#### Given task:
Copy out every line in the items below that contains the string "ceiling". Case counts.

#### Dataset records:

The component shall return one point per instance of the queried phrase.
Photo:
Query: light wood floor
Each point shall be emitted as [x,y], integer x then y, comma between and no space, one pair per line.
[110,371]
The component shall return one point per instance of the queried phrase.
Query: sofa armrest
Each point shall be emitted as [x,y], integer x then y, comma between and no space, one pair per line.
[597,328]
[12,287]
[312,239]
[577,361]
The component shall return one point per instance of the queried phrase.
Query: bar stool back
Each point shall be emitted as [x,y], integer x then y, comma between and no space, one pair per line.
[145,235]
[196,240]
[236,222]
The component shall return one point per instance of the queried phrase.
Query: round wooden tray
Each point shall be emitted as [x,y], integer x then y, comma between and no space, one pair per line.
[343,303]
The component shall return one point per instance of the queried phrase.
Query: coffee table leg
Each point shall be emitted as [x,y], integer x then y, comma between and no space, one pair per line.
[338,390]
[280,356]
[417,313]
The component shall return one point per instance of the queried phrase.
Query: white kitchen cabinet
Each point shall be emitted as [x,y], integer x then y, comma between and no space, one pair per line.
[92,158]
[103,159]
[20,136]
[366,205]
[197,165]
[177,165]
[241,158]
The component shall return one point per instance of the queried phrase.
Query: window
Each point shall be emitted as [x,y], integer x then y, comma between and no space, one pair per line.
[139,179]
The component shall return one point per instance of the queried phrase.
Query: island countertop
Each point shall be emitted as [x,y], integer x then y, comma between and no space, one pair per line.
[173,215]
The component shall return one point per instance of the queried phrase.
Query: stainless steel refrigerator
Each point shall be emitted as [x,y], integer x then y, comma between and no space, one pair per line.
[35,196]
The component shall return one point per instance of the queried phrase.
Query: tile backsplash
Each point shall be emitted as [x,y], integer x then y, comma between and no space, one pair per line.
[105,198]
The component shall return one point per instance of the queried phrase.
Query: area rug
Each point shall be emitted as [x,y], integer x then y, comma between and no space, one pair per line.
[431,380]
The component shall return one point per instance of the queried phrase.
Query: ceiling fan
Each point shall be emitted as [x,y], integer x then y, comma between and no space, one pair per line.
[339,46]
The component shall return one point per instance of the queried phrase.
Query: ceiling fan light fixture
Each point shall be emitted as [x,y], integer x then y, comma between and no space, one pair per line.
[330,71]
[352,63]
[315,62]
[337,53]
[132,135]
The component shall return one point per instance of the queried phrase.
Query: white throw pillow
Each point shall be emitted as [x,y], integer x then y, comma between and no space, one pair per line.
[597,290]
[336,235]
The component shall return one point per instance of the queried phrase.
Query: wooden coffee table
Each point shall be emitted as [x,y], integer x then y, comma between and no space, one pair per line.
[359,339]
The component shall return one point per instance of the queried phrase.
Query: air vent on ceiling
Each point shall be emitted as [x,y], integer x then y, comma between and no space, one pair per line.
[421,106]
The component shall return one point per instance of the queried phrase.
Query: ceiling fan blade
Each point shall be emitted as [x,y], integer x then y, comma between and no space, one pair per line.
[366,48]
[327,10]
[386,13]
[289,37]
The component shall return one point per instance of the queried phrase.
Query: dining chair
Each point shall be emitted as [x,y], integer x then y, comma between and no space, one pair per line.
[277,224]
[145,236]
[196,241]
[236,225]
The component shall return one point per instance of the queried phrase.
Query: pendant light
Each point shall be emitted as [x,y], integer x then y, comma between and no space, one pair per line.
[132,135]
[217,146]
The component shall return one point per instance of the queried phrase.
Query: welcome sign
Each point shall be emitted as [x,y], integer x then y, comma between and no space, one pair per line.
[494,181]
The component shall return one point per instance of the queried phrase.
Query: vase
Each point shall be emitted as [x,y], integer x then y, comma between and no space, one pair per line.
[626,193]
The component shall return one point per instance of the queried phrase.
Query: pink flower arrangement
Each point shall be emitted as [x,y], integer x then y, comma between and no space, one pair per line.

#### Expected answer:
Query: ceiling fan
Query: ceiling fan light fixture
Query: air vent on ceiling
Query: ceiling fan blade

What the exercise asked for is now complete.